::: Material for the task

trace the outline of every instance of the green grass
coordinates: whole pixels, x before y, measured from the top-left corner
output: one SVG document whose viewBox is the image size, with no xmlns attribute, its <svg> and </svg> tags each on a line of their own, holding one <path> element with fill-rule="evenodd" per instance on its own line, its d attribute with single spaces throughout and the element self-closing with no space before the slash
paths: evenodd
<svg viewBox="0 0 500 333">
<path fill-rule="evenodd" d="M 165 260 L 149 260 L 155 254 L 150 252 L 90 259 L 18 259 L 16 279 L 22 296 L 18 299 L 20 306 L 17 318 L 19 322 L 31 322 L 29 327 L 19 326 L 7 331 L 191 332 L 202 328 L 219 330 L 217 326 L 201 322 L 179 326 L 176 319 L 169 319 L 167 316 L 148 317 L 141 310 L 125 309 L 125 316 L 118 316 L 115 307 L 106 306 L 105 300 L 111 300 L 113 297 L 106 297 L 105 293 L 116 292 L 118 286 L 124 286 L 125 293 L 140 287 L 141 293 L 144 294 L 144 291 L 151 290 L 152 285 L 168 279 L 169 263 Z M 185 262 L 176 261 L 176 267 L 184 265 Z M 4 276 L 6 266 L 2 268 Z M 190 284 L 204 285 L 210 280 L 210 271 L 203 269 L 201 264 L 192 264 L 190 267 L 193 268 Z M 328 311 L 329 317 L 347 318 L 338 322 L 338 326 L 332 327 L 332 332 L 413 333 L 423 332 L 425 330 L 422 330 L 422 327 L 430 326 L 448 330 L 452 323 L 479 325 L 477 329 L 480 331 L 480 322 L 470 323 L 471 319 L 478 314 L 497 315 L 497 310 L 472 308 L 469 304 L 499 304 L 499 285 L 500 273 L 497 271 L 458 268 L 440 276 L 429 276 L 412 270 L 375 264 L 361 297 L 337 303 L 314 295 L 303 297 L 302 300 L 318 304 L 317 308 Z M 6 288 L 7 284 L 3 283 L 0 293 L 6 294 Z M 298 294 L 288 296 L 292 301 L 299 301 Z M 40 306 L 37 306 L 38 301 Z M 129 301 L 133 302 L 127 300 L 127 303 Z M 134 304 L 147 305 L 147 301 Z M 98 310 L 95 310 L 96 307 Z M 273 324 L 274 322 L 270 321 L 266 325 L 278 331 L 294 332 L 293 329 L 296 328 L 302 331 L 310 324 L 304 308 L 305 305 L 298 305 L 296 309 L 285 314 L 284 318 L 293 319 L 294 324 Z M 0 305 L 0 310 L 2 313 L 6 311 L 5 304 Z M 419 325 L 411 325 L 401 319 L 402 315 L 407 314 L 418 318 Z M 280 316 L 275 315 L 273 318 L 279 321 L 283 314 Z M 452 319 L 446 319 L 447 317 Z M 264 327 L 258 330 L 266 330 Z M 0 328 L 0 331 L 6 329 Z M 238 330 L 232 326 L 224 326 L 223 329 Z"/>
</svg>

::::::

• **Aim of the task**: Read through the lines above and collect those that contain the string "before".

• **Solution to the problem**:
coordinates: whole pixels, x before y, measured from the top-left corner
output: one SVG document whose viewBox is the image size, with no xmlns attribute, its <svg> and </svg> tags each on a line of their own, holding one <path> element with fill-rule="evenodd" per instance on its own line, its d attribute with single spaces throughout and the element self-closing with no space before the slash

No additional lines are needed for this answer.